TEXT FOR ANALYSIS:
The revelation in the conference paper was that a network that contained only attention layers outperformed all existing networks for processing language. These networks, known as transformers, capture information about the way the association between a word, or rather its embedding, and the target in a given task, for example, a candidate to be the next word, is altered by the words around it, including those some distance away. When a transformer is trained to predict missing words in millions and millions of sentences, the network acquires a representation not just of the meanings of the individual words but of larger semantic structures.

OpenAI, a company co-founded by Elon Musk and now part-owned by Microsoft, started using transformers to develop Large Language Models in 2018. The most recent, GPT-3, released in May 2020, was trained on 45 terabytes of text data and has 175 billion parameters. The journalists and scientists who were given access to it were amazed at the fluency of the text it generated in response to simple requests or queries. The most exciting thing, for the team developing it, was that GPT-3 could tackle tasks it hadn’t been trained to do. A standard approach in machine learning is to train a network on a simple task for which a vast amount of data is available – GPT-3 was trained on the task of predicting a missing word in a sentence – and then use that trained network as the starting point for a more specialised task, fine-tuning it on a smaller amount of data. The unexpected thing about GPT-3 was that no fine tuning was necessary. Like a human being, it could learn tasks when it had seen only one or two examples.

LISTED ENTRIES:
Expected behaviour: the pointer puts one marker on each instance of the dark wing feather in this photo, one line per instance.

==

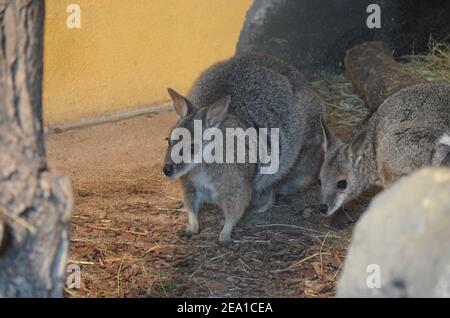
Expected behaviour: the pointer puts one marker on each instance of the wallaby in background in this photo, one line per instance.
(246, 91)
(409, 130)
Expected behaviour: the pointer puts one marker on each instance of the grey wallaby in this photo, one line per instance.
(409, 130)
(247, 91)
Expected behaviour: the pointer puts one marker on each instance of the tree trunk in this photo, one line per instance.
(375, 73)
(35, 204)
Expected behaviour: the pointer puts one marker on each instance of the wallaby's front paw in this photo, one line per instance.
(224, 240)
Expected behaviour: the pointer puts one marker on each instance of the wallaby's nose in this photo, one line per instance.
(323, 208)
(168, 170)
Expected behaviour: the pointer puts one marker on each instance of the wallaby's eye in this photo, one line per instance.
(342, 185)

TASK SET:
1 - List every proper name (of a company, person, or model) that appears in the passage on transformers and GPT-3.
2 - Return the section of the passage on transformers and GPT-3 from "The revelation in" to "larger semantic structures.", copied word for word.
None of the records are needed for the work that follows.

RESPONSES:
1 - OpenAI, Elon Musk, Microsoft, GPT-3

2 -
The revelation in the conference paper was that a network that contained only attention layers outperformed all existing networks for processing language. These networks, known as transformers, capture information about the way the association between a word, or rather its embedding, and the target in a given task, for example, a candidate to be the next word, is altered by the words around it, including those some distance away. When a transformer is trained to predict missing words in millions and millions of sentences, the network acquires a representation not just of the meanings of the individual words but of larger semantic structures.